Scan the entries below. Return every line that includes "then".
▼▼▼
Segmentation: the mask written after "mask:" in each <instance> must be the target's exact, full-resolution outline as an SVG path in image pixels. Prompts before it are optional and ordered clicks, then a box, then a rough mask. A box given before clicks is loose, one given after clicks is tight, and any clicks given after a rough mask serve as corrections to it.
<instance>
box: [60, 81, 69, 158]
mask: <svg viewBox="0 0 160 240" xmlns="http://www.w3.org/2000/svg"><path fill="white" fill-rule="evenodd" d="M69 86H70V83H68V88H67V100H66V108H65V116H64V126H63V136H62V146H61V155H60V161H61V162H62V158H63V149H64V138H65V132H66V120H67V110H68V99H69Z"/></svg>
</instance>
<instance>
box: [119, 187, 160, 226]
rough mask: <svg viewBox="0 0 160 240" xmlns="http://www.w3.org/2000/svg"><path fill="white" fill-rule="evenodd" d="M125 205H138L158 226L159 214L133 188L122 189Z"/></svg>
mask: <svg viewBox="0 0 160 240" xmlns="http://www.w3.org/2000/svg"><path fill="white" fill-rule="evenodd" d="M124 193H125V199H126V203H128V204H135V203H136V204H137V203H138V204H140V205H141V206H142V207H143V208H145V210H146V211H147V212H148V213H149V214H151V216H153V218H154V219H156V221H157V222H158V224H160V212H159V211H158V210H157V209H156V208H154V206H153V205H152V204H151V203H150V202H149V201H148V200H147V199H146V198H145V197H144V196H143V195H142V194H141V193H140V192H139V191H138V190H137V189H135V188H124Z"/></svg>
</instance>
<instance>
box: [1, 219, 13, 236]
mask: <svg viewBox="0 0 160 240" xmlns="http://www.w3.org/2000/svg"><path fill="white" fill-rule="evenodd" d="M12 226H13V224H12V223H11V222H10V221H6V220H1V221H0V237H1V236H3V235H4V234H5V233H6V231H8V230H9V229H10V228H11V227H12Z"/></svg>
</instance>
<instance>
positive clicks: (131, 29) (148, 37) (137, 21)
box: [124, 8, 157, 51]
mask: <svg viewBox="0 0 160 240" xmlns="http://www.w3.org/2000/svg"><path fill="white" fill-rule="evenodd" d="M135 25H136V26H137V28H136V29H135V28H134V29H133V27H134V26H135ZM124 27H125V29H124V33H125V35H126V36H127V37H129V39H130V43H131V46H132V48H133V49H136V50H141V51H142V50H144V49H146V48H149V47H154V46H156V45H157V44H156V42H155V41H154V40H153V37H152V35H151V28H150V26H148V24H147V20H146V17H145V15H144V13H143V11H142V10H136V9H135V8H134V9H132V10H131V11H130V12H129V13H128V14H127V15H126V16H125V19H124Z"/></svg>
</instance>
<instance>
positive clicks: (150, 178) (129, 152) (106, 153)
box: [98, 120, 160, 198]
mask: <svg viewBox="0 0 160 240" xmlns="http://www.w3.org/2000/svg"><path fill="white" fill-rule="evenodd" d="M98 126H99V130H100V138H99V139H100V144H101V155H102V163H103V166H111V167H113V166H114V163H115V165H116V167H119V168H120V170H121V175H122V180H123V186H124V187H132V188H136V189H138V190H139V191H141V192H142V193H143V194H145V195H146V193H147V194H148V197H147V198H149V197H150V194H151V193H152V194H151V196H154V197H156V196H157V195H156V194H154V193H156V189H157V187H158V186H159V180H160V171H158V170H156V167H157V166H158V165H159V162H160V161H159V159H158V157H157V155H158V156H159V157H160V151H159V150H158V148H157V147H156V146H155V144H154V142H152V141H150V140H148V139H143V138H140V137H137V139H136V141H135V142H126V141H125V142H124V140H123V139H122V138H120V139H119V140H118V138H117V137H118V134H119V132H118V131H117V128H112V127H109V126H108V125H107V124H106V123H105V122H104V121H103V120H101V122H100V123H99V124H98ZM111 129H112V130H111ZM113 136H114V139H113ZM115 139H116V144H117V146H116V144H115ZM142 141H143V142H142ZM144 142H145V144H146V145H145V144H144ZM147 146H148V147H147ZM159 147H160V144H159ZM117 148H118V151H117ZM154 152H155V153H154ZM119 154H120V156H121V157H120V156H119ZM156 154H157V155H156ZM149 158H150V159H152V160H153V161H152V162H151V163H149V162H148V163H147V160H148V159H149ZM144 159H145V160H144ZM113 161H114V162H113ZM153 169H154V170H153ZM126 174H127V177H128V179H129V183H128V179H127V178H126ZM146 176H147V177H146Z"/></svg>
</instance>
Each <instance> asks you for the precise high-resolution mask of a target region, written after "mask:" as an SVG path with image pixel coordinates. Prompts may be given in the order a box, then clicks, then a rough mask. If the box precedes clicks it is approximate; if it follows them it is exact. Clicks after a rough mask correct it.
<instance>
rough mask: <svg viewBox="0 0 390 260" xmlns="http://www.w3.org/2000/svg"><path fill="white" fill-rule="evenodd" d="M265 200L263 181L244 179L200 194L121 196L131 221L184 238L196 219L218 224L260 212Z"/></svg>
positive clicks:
▲▲▲
__Task solution__
Segmentation: the mask written after "mask:" in each <instance> must be the target's exact, full-resolution outline as an SVG path in image pixels. Prompts before it are optional and ordered clicks, then a box, then a rough mask. A box given before clicks is loose, one given after clicks is tight, and any clicks given after a rough mask serve as corrections to it.
Each <instance> asks you for the precise high-resolution mask of a target region, written after "mask:" as an SVG path with image pixel coordinates. Prompts may be given in the order a box, then clicks, then a rough mask. If the box precedes clicks it is approximate; if it follows them it is exact. Clicks after a rough mask correct it.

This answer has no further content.